— Excerpted text —
The State of Homeschooling in America

Today’s homeschool advocates are parents who don’t believe that the current school model is best, or enough, for their children.

Around this time each year, as children head back to school, a paradox re-emerges: The general public may nod to the adage that “education begins at home”—and agree with the notion that parents are partners in learning—but homeschooling is rarely talked about in a positive way. Public schools don’t consider parents, even if they call themselves home-based educators, to be “real” teachers. Mostly unregulated and untracked, homeschooling is presumed to offer fewer resources to students and to be of lower quality than both public and private schools. And after years of news stories about its sinister side, homeschooling is often associated with a patriarchal, religious fundamentalism: The image of an isolated child—left to care for her many siblings, to learn on her own, or, worse, to fend off abuse—isn’t as surprising as it ought to be.

Indeed, while it’s true that these children need and deserve protection, what’s frequently obscured is that this image is really about child welfare reform—a way to protect children from religious fanatics that’s more about the home than it is about the homeschool. And fundamentalist, off-the-grid homeschoolers aren’t the norm. In fact, despite the massive market of religious homeschool conventions, curriculum, and websites and the power of religious legal and lobbying groups, religion isn’t even the top reason for homeschooling anymore. In 2007, the United States Department of Education reported that 36 percent of homeschooling parents said that their most important reason for homeschooling was “to provide their children religious or moral instruction.” By 2012, that figure dropped to just 21 percent, with “concerns about the school environment (such as safety, drugs, negative peer pressure)” and “dissatisfaction with academic instruction” having become parents’ main reasons for homeschooling. Parents also cite a desire to provide a non-traditional approach to education, children’s special needs, family time, and finances as reasons for homeschooling.

Think of it like this: Today’s homeschool advocates aren’t the Christian Right, trying to dismantle public education. Rather, they’re parents who don’t believe that the current school model is best, or enough, for their children.

Modern-day homeschooling evolved from the more radical view that participating in the system does more damage than good. Evangelical Christians demanding strict moral instruction led much of the homeschooling movement, which emerged in force during the 1970s. Also at the forefront of the movement were progressive educators like John Holt, who promoted the “unschooling” strand of homeschool, likely derived from the Austrian philosopher Ivan Illich‘s notion of “deschooling society.” (“School is the advertising agency which makes you believe that you need the society as it is,” Illich wrote.)

Resistance to state-run, compulsory education was also part of the black civil rights movement at the time. For instance, members of the Black Panther Party, critical of how the state system was serving black and poor people, pulled their children out of public schools and grew a network of “Liberation Schools” that were run out of churches, storefronts, and homes. Cheryl Fields-Smith and Monica Wells Kisura, professors who research the history and current state of black homeschooling, point to many examples of black families choosing to homeschool their children as an act of self-determination and resistance to institutional racism; notably, homeschooling is something a growing number of black parents choose today.

Observing present-day national trends among homeschoolers is difficult across the board. Sarah Grady, a statistician with the National Center for Education Statistics, the federal research arm of the U.S. Department of Education that conducts national education surveys, says that the non-response rate is higher for the homeschool survey than others. “This is a problem for us,” she explains, “because there aren’t any other homeschool estimates for the nation.”

Still, what we do know is that, over the past two decades, there has been a steady rise in the number of homeschoolers, defined as “school-age children who receive instruction at home instead of at a public or private school either all or most of the time.”

— Data records —
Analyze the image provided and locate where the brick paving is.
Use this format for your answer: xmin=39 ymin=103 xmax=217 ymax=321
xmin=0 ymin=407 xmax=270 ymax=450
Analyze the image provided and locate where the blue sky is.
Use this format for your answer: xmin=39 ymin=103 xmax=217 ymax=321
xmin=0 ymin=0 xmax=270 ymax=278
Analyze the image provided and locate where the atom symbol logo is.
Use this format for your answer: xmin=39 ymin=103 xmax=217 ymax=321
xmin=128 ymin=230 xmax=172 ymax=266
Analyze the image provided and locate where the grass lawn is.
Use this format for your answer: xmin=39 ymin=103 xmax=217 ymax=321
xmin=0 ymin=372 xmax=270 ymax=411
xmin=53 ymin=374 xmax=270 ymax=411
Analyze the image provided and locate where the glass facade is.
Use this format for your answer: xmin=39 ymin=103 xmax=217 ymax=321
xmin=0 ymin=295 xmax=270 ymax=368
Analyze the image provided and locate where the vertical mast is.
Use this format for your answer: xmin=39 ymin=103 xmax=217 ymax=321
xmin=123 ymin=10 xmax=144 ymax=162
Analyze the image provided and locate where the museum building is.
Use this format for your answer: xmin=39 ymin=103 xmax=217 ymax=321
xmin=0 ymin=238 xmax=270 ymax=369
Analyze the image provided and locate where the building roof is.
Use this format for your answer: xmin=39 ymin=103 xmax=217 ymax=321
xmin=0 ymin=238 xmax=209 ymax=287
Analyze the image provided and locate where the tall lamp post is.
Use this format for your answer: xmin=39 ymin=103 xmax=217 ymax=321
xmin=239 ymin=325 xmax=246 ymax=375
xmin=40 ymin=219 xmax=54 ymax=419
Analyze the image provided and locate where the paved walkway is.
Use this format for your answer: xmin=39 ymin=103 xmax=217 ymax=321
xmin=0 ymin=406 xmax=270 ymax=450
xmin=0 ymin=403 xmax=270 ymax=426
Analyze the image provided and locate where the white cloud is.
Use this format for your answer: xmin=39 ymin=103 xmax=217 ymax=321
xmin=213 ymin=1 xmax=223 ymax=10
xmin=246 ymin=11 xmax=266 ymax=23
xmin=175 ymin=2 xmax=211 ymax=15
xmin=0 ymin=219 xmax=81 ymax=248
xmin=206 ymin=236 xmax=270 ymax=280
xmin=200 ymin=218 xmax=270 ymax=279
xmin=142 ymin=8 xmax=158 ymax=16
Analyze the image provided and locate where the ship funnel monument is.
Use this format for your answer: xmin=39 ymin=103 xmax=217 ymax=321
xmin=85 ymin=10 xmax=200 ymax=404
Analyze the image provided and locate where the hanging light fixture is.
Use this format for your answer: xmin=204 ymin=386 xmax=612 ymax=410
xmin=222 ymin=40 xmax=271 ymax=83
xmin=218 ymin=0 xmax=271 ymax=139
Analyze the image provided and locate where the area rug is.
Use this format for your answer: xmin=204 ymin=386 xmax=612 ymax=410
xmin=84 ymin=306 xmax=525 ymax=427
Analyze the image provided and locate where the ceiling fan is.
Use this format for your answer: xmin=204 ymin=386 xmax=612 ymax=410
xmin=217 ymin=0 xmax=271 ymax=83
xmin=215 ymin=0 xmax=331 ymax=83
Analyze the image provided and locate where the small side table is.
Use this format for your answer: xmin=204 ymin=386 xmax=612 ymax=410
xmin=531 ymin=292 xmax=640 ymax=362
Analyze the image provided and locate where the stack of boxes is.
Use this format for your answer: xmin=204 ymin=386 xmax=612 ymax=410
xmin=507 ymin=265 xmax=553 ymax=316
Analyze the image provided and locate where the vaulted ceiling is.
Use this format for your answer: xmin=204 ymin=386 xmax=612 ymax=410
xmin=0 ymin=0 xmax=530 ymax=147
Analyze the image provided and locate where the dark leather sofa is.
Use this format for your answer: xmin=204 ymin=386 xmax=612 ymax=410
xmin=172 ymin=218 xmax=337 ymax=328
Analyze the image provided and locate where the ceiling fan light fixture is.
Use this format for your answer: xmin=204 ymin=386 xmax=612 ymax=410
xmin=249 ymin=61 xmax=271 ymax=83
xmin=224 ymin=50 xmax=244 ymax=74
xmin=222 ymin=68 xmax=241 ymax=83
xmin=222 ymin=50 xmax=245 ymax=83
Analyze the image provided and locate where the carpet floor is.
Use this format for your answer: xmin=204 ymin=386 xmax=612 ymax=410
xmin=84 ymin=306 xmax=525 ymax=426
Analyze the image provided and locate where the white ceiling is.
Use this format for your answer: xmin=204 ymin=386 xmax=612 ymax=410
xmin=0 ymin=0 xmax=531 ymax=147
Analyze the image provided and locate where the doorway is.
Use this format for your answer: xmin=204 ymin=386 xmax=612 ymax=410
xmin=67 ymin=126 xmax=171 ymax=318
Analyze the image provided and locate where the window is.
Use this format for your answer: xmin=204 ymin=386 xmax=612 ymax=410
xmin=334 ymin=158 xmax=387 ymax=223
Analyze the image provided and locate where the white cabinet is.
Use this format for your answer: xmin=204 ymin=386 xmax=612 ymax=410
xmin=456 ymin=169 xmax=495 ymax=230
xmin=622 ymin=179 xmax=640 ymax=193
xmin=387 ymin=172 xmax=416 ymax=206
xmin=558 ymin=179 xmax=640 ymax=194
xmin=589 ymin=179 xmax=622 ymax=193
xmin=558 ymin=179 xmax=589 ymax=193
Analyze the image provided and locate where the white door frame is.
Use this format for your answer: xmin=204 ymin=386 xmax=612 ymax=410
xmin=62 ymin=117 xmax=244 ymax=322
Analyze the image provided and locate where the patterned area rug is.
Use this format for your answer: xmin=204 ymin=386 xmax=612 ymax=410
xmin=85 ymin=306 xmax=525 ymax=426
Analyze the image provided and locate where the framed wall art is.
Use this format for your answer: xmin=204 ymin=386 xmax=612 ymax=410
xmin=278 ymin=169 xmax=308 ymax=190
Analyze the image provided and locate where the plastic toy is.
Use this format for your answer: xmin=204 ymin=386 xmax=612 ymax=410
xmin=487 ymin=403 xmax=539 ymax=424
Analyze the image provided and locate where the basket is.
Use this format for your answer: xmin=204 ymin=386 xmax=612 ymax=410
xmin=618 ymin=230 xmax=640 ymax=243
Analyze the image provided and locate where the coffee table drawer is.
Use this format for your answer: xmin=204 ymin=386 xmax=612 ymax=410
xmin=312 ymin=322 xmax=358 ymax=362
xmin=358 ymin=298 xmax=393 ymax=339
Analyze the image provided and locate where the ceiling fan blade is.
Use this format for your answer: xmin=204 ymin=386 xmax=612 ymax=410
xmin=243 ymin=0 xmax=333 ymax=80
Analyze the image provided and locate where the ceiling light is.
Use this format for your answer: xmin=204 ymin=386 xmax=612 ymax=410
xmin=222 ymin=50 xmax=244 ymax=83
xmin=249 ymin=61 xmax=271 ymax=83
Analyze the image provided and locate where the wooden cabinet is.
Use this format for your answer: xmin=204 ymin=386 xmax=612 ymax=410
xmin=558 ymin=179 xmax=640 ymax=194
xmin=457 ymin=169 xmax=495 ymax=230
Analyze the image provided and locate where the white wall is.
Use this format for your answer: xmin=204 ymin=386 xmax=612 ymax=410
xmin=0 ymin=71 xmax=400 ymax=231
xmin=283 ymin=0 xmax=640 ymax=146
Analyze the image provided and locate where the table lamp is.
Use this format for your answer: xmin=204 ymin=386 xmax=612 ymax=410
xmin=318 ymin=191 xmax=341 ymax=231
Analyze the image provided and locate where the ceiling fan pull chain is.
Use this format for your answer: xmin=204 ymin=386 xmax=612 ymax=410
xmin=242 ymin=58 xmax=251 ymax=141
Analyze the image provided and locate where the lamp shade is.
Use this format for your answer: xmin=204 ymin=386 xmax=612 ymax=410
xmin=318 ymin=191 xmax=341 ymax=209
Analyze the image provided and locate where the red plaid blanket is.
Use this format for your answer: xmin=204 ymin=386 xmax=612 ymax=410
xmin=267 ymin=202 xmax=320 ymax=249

— Task description —
Answer these questions from the homeschooling article:
(a) What percentage of homeschooling parents in 2007 named religious or moral instruction as their most important reason?
(b) What were the schools that Black Panther Party members ran out of churches, storefronts, and homes called?
(c) According to Sarah Grady, what is higher for the homeschool survey than for others?

— Answer below —
(a) 36 percent
(b) "Liberation Schools"
(c) The non-response rate